* _Given text_:
-- Start --

The firm’s latest Miami Herald “Real Estate Counselor” column authored by Michael L. Hyman appears in today’s Neighbors section and is titled “What Are Some Common Traits of Excellent Community Association Boards of Directors.” The article discusses how Michael realized from the start of his work with associations more than 50 years ago that the decisions of these boards, which are of momentous significance for the administrative and financial well-being of their communities, are sometimes influenced by the petty whims and infighting of some of their directors. His article reads:
. . . Boards of directors often fall into one of three categories:
The Autocrat: These associations are ruled by a president who has typically served in the position for many years. Everything the president wants, they get; everything they are against has no shot. The other board members are happy to follow along and not rock the boat.
The Fence Sitters: These boards’ votes are almost always split decisions with a swing-vote in the middle, and they typically deliberate for a very long time before making any decisions. Sometimes for issues involving pressing matters, they may even kick the can down the road rather than making a difficult decision.
The Varsity Team: These boards of directors are typically comprised of experienced board members who, for the most part, see eye to eye on many important issues and decisions. They listen to experts, discuss and weigh their options together with all the interested unit owners at the board meetings, and always make decisions that are in the best interests of their communities.
In some cases, the personal interests of one or more directors actually conflicts with the long-term interests of the community they serve. For example, a director who has plans to sell his or her residence in the not-too-distant future is going to be disinclined to approve special assessments for the funding of reserves for repairs and renovations that will not be necessary for many years.

-- End --

* _Provided information_:
-- Start --

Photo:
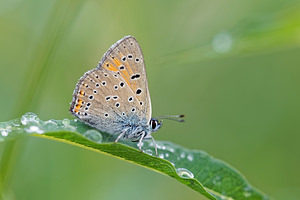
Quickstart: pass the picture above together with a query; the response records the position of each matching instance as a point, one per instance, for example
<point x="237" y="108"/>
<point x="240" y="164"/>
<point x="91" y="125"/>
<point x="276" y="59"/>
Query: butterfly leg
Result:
<point x="155" y="146"/>
<point x="140" y="141"/>
<point x="121" y="135"/>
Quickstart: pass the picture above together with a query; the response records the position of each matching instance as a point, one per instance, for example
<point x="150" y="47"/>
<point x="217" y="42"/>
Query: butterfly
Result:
<point x="114" y="97"/>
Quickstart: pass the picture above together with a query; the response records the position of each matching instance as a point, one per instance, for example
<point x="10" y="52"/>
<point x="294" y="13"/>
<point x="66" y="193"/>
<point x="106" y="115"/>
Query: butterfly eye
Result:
<point x="153" y="124"/>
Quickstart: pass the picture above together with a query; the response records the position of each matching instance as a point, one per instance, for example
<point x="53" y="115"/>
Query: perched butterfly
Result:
<point x="114" y="97"/>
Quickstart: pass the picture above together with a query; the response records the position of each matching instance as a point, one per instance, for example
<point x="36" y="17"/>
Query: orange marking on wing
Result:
<point x="82" y="93"/>
<point x="117" y="62"/>
<point x="110" y="67"/>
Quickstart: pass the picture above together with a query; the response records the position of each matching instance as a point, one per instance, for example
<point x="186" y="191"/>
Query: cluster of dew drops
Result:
<point x="32" y="124"/>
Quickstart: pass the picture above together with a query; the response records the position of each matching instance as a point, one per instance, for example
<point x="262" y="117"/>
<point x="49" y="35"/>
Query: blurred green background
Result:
<point x="231" y="66"/>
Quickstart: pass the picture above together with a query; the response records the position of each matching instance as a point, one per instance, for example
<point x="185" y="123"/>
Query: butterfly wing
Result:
<point x="116" y="92"/>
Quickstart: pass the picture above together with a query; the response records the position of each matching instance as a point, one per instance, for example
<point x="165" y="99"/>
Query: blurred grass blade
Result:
<point x="58" y="25"/>
<point x="198" y="170"/>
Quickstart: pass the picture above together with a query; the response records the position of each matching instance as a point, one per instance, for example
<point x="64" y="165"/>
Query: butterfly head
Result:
<point x="154" y="124"/>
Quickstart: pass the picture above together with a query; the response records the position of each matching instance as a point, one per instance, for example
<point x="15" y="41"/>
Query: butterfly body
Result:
<point x="114" y="97"/>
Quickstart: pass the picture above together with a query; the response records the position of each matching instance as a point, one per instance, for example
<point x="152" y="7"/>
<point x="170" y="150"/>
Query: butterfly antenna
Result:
<point x="172" y="117"/>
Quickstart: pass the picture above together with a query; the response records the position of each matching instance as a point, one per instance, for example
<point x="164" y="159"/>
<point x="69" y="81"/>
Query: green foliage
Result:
<point x="198" y="170"/>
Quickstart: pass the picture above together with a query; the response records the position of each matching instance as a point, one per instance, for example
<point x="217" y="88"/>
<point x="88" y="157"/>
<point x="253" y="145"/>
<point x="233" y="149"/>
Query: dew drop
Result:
<point x="190" y="157"/>
<point x="93" y="135"/>
<point x="184" y="173"/>
<point x="50" y="125"/>
<point x="149" y="152"/>
<point x="34" y="129"/>
<point x="66" y="122"/>
<point x="29" y="117"/>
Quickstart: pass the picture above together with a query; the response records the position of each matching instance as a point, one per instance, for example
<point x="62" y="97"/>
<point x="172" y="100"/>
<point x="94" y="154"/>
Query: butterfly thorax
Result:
<point x="134" y="129"/>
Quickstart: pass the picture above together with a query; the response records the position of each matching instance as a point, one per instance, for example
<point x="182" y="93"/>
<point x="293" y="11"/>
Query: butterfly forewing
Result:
<point x="116" y="90"/>
<point x="126" y="59"/>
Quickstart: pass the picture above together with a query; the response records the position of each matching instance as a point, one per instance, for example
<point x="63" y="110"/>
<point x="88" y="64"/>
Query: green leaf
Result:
<point x="198" y="170"/>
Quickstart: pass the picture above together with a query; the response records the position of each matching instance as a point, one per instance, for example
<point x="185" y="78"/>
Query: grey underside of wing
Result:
<point x="107" y="103"/>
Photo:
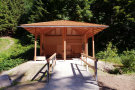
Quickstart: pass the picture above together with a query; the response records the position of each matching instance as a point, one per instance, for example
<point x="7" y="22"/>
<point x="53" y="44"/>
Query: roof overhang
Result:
<point x="43" y="27"/>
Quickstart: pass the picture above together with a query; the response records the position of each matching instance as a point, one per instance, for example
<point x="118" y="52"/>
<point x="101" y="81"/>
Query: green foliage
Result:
<point x="15" y="55"/>
<point x="109" y="54"/>
<point x="128" y="61"/>
<point x="53" y="10"/>
<point x="120" y="16"/>
<point x="3" y="43"/>
<point x="10" y="12"/>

-- End --

* _Work instructions_:
A – According to the column on community association boards, how long ago did Michael begin his work with associations?
B – Resume the column on community association boards from its last sentence.

* _Responses in order_:
A – More than 50 years ago.

B –
All board members should never lose sight of the fact that they have a fiduciary duty to act in the best interests of the community by maintaining and enhancing it, and maximizing the property values for all the owners. If board members takes on a confrontational and obstructive attitude in their deliberations as a director, the other board members and the association’s attorney should remind them of their duties and encourage them to share their perspectives and rationale behind their positions. The attorney can also discuss the potential legal ramifications and liabilities that could come into play if board members are negligent in their duties, and they could also answer any questions regarding conflicts of interest and recusals from certain votes.
The best association boards of directors do an excellent job of communicating with each other. If a fellow board member is suspected of being negligent in their duties as a director, their colleagues on the board should speak with them about their goals for the community as well as the tactics and strategies they envision to meet those goals.
Ultimately, it is incumbent upon all association board members to foster an atmosphere of open communication with their fellow directors as well as their property manager. Any director’s concerns should be discussed and resolved before they snowball into a much more serious issue.
Board members should also be very mindful of their fellow directors who may be feeling overwhelmed, left out or bullied. Serving as a director is an important responsibility, and the best boards of directors are comprised of individuals who are cognizant of each other’s state of mind and help their colleagues feel self-assured and proud of the contribution they are making to their community. . .
Michael concludes by reiterating that living in condominium and HOA communities has many advantages, but they require dedicated board members who are willing to volunteer to help their communities deliver everything that they and the other unit owners expect and deserve from the place they call home. He notes that by creating a healthy, respectful and cooperative working relationship with all the board members as well as the professionals they retain for their expertise and guidance, community association directors can make a substantial positive long-term impact that will maximize the property values for themselves as well as their fellow owners.
Our firm salutes Michael for sharing his insights into the characteristics of successful community association boards of directors with the readers of the Miami Herald. Click here to read the complete article in the newspaper’s website.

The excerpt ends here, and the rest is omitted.